Filter the material below, keeping only the lines that contain the word "spectator", and copy each such line in full. Matching is case-sensitive.

Items stored from a collection
◆ ◆ ◆ ◆

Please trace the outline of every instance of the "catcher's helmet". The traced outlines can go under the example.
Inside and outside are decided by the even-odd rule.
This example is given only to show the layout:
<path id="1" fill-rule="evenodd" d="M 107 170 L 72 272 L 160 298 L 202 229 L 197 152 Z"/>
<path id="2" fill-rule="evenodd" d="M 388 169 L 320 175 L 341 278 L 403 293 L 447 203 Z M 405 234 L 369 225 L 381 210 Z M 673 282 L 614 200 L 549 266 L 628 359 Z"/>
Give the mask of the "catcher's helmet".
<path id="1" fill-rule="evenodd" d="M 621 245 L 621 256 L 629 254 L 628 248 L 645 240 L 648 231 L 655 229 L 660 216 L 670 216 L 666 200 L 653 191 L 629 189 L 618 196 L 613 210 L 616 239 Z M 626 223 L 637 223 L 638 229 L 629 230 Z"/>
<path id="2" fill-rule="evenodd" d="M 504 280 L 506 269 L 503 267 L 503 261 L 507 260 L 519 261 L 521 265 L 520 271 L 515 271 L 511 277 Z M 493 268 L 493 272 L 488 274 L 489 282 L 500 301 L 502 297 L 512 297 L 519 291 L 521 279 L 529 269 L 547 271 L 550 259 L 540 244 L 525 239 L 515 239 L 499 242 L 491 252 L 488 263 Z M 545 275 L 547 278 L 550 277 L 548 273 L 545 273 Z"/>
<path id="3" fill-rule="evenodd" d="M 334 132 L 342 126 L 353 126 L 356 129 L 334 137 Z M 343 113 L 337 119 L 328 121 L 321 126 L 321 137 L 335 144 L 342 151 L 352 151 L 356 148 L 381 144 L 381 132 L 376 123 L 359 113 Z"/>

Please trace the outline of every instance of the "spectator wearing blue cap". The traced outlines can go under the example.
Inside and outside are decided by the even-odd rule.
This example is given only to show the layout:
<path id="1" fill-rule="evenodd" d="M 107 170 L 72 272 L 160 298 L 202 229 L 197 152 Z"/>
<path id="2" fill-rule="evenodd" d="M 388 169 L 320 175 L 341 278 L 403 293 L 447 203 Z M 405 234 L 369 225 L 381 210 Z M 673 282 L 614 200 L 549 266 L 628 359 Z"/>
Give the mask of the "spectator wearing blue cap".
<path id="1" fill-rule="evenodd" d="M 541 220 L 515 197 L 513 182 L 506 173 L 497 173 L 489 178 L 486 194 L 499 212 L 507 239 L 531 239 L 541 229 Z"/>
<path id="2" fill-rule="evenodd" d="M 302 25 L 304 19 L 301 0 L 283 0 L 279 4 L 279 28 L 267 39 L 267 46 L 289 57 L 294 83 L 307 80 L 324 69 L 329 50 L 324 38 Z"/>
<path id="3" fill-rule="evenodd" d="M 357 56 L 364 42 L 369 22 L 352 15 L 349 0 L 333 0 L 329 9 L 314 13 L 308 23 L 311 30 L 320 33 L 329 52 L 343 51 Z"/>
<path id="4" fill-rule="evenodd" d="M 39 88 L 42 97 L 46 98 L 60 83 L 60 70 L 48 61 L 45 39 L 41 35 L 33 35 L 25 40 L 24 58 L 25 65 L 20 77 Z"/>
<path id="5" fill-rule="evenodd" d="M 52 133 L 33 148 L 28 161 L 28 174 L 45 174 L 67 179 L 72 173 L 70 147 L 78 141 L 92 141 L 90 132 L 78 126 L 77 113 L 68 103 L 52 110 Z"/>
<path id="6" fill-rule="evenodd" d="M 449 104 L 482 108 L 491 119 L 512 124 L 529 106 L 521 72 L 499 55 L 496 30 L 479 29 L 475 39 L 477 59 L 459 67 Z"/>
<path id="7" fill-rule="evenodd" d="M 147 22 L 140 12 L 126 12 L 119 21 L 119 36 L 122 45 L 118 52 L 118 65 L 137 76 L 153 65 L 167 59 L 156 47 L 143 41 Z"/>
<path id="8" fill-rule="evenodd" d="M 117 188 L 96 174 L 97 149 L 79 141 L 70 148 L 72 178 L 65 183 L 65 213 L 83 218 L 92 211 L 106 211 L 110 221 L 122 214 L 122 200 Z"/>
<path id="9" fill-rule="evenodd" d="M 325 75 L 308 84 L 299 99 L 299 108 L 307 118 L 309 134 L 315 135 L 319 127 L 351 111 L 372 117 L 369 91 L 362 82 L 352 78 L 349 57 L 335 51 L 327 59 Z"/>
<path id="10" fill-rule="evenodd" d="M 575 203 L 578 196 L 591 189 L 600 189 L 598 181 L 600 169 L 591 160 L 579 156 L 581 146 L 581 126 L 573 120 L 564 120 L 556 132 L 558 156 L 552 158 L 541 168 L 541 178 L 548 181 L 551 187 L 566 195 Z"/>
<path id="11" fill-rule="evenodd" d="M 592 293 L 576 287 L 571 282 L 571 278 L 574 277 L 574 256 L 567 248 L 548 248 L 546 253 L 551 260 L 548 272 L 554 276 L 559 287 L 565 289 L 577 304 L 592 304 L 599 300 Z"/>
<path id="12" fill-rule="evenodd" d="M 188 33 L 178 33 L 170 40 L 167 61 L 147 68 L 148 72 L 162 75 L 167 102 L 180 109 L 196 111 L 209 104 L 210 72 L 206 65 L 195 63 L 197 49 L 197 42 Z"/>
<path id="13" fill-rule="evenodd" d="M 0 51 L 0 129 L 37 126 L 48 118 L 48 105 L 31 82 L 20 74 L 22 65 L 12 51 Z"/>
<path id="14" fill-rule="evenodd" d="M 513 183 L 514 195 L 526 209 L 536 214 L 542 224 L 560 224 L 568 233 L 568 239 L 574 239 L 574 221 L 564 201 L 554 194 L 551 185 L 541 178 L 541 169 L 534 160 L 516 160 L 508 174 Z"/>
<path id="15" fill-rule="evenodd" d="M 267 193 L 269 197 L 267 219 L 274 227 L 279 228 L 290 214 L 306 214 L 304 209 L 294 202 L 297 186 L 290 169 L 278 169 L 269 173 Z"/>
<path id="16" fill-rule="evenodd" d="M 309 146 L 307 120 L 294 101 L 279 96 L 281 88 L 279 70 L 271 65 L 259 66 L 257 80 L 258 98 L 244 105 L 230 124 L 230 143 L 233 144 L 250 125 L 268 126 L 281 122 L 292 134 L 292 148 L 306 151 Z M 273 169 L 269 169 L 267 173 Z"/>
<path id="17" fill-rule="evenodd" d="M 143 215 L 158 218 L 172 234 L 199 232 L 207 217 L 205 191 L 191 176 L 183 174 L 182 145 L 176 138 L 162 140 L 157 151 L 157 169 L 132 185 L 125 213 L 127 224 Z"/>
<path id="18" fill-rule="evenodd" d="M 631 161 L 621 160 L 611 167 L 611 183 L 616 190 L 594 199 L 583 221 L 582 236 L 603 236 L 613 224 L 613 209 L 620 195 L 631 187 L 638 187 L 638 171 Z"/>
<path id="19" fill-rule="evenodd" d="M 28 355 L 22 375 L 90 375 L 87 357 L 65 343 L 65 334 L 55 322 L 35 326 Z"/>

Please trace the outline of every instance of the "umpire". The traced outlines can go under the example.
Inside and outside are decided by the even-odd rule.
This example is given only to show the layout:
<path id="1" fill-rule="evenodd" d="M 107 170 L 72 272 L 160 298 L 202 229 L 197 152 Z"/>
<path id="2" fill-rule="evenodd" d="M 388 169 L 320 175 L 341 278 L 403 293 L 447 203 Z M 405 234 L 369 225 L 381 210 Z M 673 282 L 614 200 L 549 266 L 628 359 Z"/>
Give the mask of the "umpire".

◆ ◆ ◆ ◆

- _Solution_
Please trace the outline of every instance of the "spectator wearing blue cap". The traced outlines can go under the example.
Give the mask of the "spectator wearing blue cap".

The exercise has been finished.